Which lines in the records below run from the one containing "Accept that the monkey's mouth" through the end of the records? Quote them verbatim, including both the first line and the last.

* start *

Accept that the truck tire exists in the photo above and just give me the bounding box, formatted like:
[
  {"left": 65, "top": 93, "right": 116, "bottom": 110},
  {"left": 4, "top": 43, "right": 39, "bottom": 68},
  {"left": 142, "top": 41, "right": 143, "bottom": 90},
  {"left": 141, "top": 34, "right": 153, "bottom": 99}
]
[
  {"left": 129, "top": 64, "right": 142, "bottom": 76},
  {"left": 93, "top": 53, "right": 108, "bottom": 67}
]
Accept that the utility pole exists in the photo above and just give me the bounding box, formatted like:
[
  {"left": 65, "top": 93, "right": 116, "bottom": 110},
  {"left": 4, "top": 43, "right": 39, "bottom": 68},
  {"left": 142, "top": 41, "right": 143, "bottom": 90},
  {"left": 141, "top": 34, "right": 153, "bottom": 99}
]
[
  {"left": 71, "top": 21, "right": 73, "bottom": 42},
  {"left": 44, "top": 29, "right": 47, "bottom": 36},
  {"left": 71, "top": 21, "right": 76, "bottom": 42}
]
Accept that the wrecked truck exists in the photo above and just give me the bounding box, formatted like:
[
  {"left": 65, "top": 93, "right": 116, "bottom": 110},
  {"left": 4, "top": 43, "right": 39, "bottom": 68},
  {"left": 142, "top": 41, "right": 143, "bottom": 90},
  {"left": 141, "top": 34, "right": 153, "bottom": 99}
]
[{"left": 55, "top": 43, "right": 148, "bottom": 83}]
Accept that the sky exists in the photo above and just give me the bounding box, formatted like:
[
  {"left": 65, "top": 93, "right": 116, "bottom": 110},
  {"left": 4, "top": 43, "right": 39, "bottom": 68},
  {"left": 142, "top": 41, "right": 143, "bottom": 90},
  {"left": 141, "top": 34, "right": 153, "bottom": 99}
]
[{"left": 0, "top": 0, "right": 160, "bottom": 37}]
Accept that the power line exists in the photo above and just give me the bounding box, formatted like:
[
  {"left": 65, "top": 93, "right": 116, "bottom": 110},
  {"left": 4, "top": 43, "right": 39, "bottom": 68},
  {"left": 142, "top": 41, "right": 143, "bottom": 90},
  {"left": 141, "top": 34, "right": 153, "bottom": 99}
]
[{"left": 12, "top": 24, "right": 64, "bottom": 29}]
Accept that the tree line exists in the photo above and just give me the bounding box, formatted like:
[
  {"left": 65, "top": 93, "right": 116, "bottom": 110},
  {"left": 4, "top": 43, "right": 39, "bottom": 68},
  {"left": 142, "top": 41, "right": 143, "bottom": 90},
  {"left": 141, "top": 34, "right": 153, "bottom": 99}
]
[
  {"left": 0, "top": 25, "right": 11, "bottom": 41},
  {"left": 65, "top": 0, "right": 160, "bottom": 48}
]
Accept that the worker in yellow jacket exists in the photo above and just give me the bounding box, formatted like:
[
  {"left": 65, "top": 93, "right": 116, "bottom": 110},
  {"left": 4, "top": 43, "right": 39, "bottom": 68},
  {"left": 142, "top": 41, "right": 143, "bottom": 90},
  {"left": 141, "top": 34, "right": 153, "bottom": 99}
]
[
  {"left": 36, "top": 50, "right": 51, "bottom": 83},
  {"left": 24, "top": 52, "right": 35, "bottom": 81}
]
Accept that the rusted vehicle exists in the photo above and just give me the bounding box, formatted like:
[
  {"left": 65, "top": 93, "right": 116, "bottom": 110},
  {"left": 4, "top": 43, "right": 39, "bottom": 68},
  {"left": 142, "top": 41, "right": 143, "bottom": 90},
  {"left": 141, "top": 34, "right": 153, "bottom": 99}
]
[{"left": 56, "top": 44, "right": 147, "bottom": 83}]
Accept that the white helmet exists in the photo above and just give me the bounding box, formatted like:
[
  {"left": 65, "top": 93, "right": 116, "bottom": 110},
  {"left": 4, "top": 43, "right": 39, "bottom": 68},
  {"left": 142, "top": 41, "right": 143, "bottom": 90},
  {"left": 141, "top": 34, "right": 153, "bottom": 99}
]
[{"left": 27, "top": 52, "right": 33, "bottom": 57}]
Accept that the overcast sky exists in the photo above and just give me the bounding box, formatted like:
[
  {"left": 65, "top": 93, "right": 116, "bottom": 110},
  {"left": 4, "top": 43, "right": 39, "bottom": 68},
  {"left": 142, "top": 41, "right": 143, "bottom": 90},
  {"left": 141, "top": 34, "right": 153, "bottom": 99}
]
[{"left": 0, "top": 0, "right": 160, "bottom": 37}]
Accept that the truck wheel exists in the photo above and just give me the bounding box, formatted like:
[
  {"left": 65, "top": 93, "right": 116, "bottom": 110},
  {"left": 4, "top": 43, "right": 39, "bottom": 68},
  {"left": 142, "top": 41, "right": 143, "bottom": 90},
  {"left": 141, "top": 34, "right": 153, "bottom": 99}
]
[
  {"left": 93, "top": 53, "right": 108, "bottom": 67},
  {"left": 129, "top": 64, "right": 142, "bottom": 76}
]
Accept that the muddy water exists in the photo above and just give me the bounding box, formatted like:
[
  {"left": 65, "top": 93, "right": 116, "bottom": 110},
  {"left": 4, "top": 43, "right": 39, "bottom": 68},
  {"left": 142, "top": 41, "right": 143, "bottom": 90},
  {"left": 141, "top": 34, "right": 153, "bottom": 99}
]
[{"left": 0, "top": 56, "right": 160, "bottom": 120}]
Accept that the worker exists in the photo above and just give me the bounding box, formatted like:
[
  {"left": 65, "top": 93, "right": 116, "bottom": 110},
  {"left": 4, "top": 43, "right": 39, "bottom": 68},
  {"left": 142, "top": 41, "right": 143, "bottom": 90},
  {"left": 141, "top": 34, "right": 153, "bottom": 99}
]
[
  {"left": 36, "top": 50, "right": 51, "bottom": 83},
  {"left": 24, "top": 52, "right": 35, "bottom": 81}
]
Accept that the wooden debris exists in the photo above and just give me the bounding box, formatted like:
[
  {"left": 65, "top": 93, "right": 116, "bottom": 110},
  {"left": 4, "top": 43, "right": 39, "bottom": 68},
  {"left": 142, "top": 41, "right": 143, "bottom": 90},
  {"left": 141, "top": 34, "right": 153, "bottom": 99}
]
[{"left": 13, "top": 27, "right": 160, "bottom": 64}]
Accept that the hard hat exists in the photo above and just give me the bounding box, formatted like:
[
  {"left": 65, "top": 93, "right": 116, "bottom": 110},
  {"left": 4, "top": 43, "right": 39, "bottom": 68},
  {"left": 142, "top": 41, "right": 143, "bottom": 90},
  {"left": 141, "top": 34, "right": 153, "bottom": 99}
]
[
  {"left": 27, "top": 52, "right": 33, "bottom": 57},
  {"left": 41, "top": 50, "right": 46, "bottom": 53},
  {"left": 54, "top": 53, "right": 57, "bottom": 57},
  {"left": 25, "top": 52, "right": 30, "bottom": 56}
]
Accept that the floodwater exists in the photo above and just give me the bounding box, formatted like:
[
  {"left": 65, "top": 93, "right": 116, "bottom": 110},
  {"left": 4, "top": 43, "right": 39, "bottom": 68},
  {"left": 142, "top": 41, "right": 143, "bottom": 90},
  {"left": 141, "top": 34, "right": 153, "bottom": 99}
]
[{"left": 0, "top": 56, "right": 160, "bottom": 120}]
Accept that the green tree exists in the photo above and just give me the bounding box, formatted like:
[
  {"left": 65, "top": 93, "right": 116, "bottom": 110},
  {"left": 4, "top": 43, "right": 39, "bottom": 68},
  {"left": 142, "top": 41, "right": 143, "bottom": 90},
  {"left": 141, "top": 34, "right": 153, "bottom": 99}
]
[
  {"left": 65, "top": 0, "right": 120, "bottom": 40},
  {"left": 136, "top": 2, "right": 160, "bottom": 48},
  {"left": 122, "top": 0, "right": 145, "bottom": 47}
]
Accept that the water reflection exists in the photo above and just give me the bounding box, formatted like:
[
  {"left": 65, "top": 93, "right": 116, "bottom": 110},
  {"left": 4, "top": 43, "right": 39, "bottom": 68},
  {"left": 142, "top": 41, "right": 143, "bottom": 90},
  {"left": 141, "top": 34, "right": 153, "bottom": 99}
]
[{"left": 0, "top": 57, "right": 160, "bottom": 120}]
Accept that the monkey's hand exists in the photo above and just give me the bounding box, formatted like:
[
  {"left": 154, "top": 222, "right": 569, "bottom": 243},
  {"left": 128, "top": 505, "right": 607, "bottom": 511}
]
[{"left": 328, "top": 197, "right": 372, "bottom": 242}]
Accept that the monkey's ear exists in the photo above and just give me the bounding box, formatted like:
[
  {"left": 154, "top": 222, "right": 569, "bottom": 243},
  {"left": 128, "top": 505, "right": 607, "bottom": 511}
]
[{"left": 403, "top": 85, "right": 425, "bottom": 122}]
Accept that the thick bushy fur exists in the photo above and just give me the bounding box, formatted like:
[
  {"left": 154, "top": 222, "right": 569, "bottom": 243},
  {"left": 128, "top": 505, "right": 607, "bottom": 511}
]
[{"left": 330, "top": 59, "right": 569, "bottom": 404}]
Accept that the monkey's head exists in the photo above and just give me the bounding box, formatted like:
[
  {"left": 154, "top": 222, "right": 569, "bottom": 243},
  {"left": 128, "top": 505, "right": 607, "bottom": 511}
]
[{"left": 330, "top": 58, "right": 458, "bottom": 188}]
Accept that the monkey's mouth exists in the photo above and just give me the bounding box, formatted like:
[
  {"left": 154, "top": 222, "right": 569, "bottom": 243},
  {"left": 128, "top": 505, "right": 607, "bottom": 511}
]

* end *

> [Final answer]:
Accept that the monkey's mouth exists in the photo above and just give me the bounding box, formatted like:
[
  {"left": 154, "top": 222, "right": 569, "bottom": 243},
  {"left": 128, "top": 505, "right": 607, "bottom": 511}
]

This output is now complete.